## YOUR INSTRUCTIONS
Could you please reproduce all the records below exactly, leaving out the images?

═════ EXTRACTED RECORDS

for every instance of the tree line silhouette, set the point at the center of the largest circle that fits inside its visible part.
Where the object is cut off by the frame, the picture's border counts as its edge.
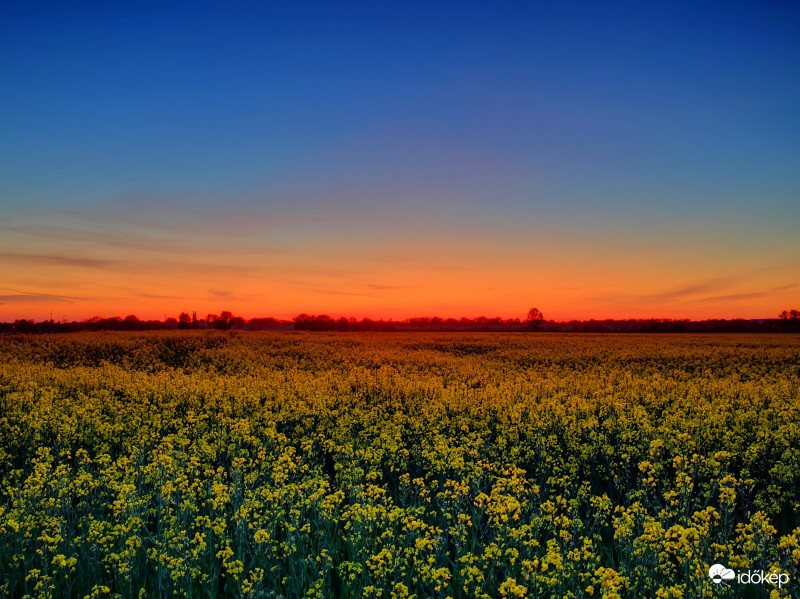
(788, 321)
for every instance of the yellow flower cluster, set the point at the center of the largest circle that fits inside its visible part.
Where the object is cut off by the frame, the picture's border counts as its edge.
(291, 465)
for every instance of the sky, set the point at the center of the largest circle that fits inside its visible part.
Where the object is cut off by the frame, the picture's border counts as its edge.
(399, 159)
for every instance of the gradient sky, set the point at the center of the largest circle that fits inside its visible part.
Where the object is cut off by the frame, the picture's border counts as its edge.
(398, 159)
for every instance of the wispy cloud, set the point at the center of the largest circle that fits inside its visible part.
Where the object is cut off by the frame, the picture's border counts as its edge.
(734, 297)
(57, 260)
(20, 297)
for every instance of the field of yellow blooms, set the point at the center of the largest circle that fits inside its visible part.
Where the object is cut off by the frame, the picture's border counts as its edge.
(345, 465)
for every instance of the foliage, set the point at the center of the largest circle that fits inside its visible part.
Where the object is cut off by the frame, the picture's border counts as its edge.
(222, 464)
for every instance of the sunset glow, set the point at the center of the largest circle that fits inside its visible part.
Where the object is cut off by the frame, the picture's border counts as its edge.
(387, 163)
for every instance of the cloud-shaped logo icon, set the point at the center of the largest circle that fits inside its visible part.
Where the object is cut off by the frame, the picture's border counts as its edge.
(720, 573)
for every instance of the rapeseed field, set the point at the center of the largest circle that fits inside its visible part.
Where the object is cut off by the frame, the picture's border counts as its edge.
(358, 465)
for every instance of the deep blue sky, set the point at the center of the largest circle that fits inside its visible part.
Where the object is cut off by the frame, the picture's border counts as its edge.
(581, 119)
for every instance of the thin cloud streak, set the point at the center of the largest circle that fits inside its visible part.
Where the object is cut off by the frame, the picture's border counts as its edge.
(57, 260)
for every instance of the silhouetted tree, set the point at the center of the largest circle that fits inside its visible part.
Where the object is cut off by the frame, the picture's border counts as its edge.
(184, 321)
(535, 318)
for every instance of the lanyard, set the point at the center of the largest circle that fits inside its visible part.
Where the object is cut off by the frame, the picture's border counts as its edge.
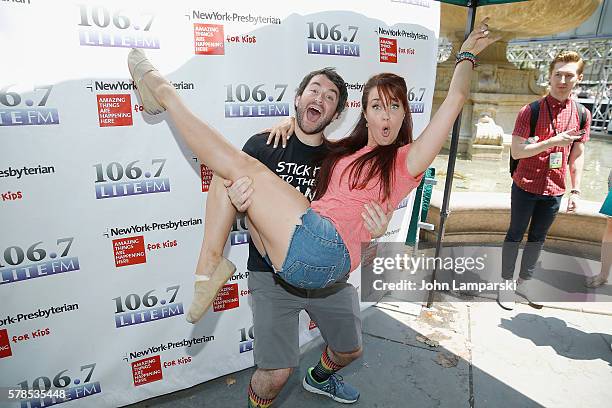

══════════

## PROBLEM SOLUTION
for every instance of the tree line silhouette, set the point at the center of the largest circle that fits inside its visible part.
Where the object is cut off by the frame, the picture's border counts as its edge.
(788, 321)
for every instance of the yellow flower cluster, set the point at the center of the largest circle that fits inside its visible part.
Where the object is cut off by the frame, the picture's border counts as its edge.
(291, 465)
for every instance of the sky, set the point at the center of the largest circle that fits inside its visible part.
Where the object is cut off by the frame, the picture's border counts as its edge.
(399, 159)
for every instance of the gradient sky, set the point at the center of the largest circle that fits inside its visible part.
Where the object is cut off by the frame, the picture's border counts as its edge.
(398, 159)
for every instance of the wispy cloud, set the point at the center of the largest circle that fits inside its visible part.
Where the object is cut off by the frame, the picture's border counts as its edge.
(734, 297)
(57, 260)
(20, 297)
for every instance of the field of yellow blooms, set the point at the center of the largest circle that fits inside its visible part.
Where the object is cut off by the frame, the picture's border counts as its edge.
(345, 465)
for every instance of the foliage, set the point at the center of the largest circle that fits inside its visible part.
Where the object is cut off by the frame, the picture's border counts as its edge.
(222, 464)
for every instance of the sunset glow, set the point at the center of the largest circle that fits inside its visible part.
Where the object is cut off by the frame, the picture's border counts as its edge.
(387, 163)
for every instance of the cloud-shaped logo icon, set the point at the center of the largest circle that fits inside its visible part.
Where the object is cut off by the frame, the picture's border counts as its edge.
(720, 573)
for every instance of the rapeseed field, set the point at the center of the largest circle that fits inside its visible part.
Where the object is cut off by the frame, the picture's border counts as its edge.
(358, 465)
for every instance of the deep blue sky, set the point at the center of the largest circle that fits inside its visible part.
Where the object is cut off by the frame, the picture's border counts as its edge.
(581, 119)
for every instance of the thin cloud streak, set the point at the center of the largest circle that fits inside its visible part.
Where the object is cut off by the frame, the picture's border counts as its edge.
(57, 260)
for every instance of the silhouetted tree, set the point at the center of the largest circle that fits inside its visible part.
Where the object is cut off by the frame, the picture's border counts as its edge.
(184, 321)
(535, 318)
for every instance of the lanyard, set the point at the center of the largest circle that fits inside its visible part.
Where the object is cut off by the frame, the picture's border counts as its edge.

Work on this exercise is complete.